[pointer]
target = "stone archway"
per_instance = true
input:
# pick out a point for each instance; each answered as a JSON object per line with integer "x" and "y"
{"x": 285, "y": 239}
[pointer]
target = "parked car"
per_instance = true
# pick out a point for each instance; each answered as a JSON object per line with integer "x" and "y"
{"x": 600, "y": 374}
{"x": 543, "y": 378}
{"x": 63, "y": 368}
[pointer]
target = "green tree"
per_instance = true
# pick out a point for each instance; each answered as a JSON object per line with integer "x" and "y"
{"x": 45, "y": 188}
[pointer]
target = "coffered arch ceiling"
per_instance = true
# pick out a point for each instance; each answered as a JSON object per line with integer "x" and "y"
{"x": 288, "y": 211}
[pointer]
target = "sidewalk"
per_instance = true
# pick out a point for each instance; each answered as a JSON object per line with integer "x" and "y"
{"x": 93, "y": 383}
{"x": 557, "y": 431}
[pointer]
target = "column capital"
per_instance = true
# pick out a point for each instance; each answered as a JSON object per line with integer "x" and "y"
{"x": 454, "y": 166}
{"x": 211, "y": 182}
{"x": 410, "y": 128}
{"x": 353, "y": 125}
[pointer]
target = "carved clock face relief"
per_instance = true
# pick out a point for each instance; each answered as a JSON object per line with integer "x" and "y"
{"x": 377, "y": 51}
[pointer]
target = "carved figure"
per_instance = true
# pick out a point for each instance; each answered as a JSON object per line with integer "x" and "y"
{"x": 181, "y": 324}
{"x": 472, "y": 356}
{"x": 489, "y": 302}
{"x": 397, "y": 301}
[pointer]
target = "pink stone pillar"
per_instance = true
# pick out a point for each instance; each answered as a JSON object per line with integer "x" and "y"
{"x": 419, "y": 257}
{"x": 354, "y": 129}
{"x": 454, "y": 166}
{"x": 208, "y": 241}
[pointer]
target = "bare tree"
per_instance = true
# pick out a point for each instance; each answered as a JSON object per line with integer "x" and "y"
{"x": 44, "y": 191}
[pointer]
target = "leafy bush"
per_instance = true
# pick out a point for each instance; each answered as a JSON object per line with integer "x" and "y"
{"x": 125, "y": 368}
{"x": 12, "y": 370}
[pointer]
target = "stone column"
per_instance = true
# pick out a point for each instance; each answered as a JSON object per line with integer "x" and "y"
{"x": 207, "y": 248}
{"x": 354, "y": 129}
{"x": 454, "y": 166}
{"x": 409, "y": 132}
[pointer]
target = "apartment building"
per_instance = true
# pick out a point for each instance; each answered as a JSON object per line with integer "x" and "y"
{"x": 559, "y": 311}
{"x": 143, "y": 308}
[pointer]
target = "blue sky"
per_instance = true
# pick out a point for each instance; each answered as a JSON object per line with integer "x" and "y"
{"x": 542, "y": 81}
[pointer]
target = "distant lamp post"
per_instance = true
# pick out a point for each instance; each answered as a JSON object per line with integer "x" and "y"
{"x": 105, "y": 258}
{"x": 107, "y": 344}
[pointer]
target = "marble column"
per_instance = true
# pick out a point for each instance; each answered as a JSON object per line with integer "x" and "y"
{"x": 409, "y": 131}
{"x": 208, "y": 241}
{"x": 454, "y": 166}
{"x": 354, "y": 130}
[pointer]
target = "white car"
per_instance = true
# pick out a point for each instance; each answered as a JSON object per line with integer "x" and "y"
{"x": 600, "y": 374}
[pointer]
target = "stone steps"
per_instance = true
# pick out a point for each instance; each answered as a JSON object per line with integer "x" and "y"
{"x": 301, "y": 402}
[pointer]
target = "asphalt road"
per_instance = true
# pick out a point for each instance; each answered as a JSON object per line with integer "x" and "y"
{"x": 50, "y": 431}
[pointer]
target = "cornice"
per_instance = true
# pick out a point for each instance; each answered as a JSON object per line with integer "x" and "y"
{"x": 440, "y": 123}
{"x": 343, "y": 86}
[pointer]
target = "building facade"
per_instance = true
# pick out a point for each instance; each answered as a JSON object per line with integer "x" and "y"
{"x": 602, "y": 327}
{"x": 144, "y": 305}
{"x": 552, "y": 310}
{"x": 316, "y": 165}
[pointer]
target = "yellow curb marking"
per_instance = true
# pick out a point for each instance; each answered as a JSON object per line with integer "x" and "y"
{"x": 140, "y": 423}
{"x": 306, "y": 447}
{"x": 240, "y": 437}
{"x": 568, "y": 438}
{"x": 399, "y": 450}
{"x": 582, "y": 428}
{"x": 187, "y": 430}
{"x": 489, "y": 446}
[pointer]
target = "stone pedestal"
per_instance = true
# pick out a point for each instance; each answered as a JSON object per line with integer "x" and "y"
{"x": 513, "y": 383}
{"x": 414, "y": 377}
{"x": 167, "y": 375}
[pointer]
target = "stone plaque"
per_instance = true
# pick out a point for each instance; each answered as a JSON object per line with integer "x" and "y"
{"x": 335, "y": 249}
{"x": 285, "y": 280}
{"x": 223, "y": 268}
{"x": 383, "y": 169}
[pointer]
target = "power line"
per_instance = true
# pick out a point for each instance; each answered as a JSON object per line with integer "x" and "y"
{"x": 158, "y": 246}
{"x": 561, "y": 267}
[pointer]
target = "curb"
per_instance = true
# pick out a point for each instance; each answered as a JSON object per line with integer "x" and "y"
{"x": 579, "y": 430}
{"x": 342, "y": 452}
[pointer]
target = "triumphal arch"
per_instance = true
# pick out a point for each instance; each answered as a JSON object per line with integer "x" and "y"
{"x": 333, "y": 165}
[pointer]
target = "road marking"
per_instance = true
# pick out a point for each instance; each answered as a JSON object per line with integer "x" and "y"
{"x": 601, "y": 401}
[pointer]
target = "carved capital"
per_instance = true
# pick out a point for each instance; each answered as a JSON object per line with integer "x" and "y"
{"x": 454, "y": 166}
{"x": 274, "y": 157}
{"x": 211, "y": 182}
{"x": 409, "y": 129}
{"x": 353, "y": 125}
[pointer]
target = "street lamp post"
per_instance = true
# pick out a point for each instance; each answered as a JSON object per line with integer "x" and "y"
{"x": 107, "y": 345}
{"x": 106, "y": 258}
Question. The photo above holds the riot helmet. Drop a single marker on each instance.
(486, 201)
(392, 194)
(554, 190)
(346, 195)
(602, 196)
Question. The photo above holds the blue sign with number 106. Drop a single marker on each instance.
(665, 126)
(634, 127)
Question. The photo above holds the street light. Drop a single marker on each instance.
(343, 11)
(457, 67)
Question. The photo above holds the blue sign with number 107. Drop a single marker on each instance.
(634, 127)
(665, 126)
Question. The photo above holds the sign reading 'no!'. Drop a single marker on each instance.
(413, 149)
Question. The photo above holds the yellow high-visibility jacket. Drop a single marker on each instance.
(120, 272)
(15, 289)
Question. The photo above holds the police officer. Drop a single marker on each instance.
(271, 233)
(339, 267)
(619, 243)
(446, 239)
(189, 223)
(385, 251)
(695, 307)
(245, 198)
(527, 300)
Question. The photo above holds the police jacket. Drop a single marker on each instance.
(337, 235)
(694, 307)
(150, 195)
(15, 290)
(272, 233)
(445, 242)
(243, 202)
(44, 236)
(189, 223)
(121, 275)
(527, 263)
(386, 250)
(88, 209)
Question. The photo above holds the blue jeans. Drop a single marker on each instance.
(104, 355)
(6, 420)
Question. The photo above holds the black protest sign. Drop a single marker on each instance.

--- --- ---

TASK ITEM ▸ Could I ask you to return the records exactly and in full?

RESPONSE BOX ▸
[pointer]
target = "stone archway"
per_instance = true
input:
# pick out a point for each instance; each answered as a JSON object per line with integer "x" and "y"
{"x": 285, "y": 239}
[pointer]
target = "parked car"
per_instance = true
# pick out a point for each instance; each answered as a JSON object per line with integer "x" and "y"
{"x": 600, "y": 374}
{"x": 543, "y": 378}
{"x": 63, "y": 368}
[pointer]
target = "green tree"
per_instance = true
# pick out a point for each instance; each answered as a JSON object per line with integer "x" and "y"
{"x": 45, "y": 188}
[pointer]
target = "coffered arch ceiling"
per_instance = true
# pick out a point for each instance; each answered as a JSON object per line with integer "x" and "y"
{"x": 288, "y": 211}
[pointer]
target = "sidewalk"
per_instance = true
# pick out a point for each instance; each answered as a JSON object per line with integer "x" and "y"
{"x": 93, "y": 383}
{"x": 557, "y": 431}
[pointer]
target = "column capital"
per_instance = true
# pick out a point for each instance; each answered as a JSON object per line with integer "x" and "y"
{"x": 454, "y": 166}
{"x": 211, "y": 182}
{"x": 410, "y": 128}
{"x": 353, "y": 125}
[pointer]
target = "carved clock face relief"
per_instance = true
# pick out a point for each instance; each answered as a JSON object per line with integer "x" and "y"
{"x": 377, "y": 51}
[pointer]
target = "carved figure"
per_instance = true
# pick out a point for each instance; each answered as a JSON object per line with integer "x" and "y"
{"x": 181, "y": 324}
{"x": 472, "y": 356}
{"x": 489, "y": 302}
{"x": 397, "y": 301}
[pointer]
target = "pink stone pillar"
per_instance = true
# pick out a point for each instance; each answered as a JSON object per line with integer "x" and "y"
{"x": 419, "y": 257}
{"x": 354, "y": 129}
{"x": 454, "y": 166}
{"x": 208, "y": 241}
[pointer]
target = "bare tree"
per_instance = true
# pick out a point for each instance; each answered as a JSON object per line with integer "x" and "y"
{"x": 44, "y": 191}
[pointer]
target = "leafy bush"
per_instance = true
# pick out a point for each instance; each answered as a JSON object per line with integer "x" and "y"
{"x": 125, "y": 368}
{"x": 12, "y": 370}
[pointer]
target = "stone column"
per_instance = true
# pick out a point for each instance; each answered as a JSON object per line with integer "x" and "y"
{"x": 207, "y": 248}
{"x": 354, "y": 129}
{"x": 454, "y": 166}
{"x": 409, "y": 132}
[pointer]
target = "apartment building"
per_instance = true
# pick out a point for each instance; each answered as a JSON object per line with integer "x" and "y"
{"x": 559, "y": 311}
{"x": 143, "y": 308}
[pointer]
target = "blue sky"
per_instance = true
# pick out a point for each instance; each answered as a JSON object per line with integer "x" and "y"
{"x": 542, "y": 81}
[pointer]
target = "distant lamp post"
per_instance = true
# pick out a point for each instance; each answered as a JSON object per line with integer "x" and "y"
{"x": 105, "y": 258}
{"x": 107, "y": 344}
[pointer]
target = "marble column"
per_instance = true
# pick out a point for each instance; each answered as a JSON object per line with integer "x" and "y"
{"x": 409, "y": 131}
{"x": 208, "y": 241}
{"x": 454, "y": 166}
{"x": 354, "y": 130}
[pointer]
target = "white car"
per_instance = true
# pick out a point for each instance; each answered as a JSON object per line with integer "x" and "y"
{"x": 600, "y": 374}
[pointer]
target = "stone steps"
per_instance = true
# pick out a point for each instance; each answered as a JSON object per line with integer "x" and "y"
{"x": 301, "y": 402}
[pointer]
target = "asphalt road"
per_instance = true
# pick out a point for each instance; each answered as a JSON object per line with integer "x" and "y"
{"x": 50, "y": 431}
[pointer]
target = "cornice"
per_instance = true
# pick out a point for each instance; each answered as a JSON object per line with integer "x" and "y"
{"x": 440, "y": 123}
{"x": 343, "y": 86}
[pointer]
target = "building facade"
per_instance = true
# pick out a point for each instance; each answered as a JSON object per line with integer "x" and "y"
{"x": 602, "y": 327}
{"x": 144, "y": 305}
{"x": 552, "y": 310}
{"x": 316, "y": 165}
[pointer]
target = "yellow curb marking"
per_instance = true
# pick out a point for each instance; each answered as a JSON object per line with integer "x" and "y"
{"x": 140, "y": 423}
{"x": 306, "y": 447}
{"x": 240, "y": 437}
{"x": 568, "y": 438}
{"x": 399, "y": 450}
{"x": 582, "y": 428}
{"x": 187, "y": 430}
{"x": 489, "y": 446}
[pointer]
target = "stone pedestal"
per_instance = true
# pick out a point for each instance; each answered as a JSON object per line with integer "x" and "y"
{"x": 513, "y": 383}
{"x": 414, "y": 377}
{"x": 167, "y": 375}
[pointer]
target = "stone plaque"
per_instance = true
# pick out a point for each instance; each answered as a JSON object per line with integer "x" and "y"
{"x": 335, "y": 249}
{"x": 285, "y": 280}
{"x": 223, "y": 268}
{"x": 383, "y": 169}
[pointer]
target = "power line"
per_instance = true
# pick out a point for each instance; each answered as a JSON object per line with integer "x" and "y"
{"x": 158, "y": 246}
{"x": 561, "y": 267}
[pointer]
target = "curb"
per_instance = true
# pick out a point for each instance; each answered as a JSON object per line with integer "x" and "y"
{"x": 579, "y": 430}
{"x": 342, "y": 452}
[pointer]
target = "triumphal arch"
per_instance = true
# pick out a point for each instance; each answered as a JSON object per line with integer "x" and "y"
{"x": 333, "y": 165}
[pointer]
target = "road marking"
per_instance = true
# pick out a point for each instance; each answered as a JSON object per line with integer "x" and "y"
{"x": 601, "y": 401}
[pointer]
target = "carved capital"
per_instance = true
# pick out a point for each instance; each answered as a JSON object per line with integer "x" and "y"
{"x": 454, "y": 166}
{"x": 274, "y": 157}
{"x": 211, "y": 182}
{"x": 409, "y": 129}
{"x": 353, "y": 125}
[pointer]
target = "street lamp post"
per_instance = true
# pick out a point for each instance; each answered as a JSON object per line with integer "x" and "y"
{"x": 107, "y": 345}
{"x": 106, "y": 258}
Question. The photo above holds the riot helmet. Drop a single marker on each instance.
(486, 201)
(392, 194)
(554, 190)
(346, 195)
(602, 196)
Question. The photo above holds the blue sign with number 106. Drop a single marker on each instance.
(665, 126)
(634, 127)
Question. The photo above holds the street light. Drop a single marker on each instance.
(343, 11)
(457, 67)
Question. The photo above holds the blue sign with number 107. Drop a single marker on each instance.
(634, 127)
(665, 126)
Question. The photo above holds the sign reading 'no!'. Drop a single marker on each instance.
(413, 149)
Question. The photo above holds the yellow high-visibility jacket. Drop a single marker on each instance.
(120, 272)
(15, 289)
Question. The photo above holds the police officer. Drop a single marker on each instance.
(271, 233)
(339, 267)
(619, 243)
(446, 239)
(189, 223)
(385, 251)
(695, 307)
(245, 198)
(527, 300)
Question. The photo above holds the police jacket. Drop a single marker on each instance.
(337, 235)
(694, 307)
(150, 195)
(15, 290)
(272, 233)
(445, 242)
(243, 202)
(44, 236)
(189, 223)
(121, 275)
(527, 263)
(386, 250)
(88, 209)
Question. The photo above holds the blue jeans. Drop a single marker on each instance.
(104, 355)
(6, 420)
Question. The photo above holds the black protest sign. Drop a single marker on each instance.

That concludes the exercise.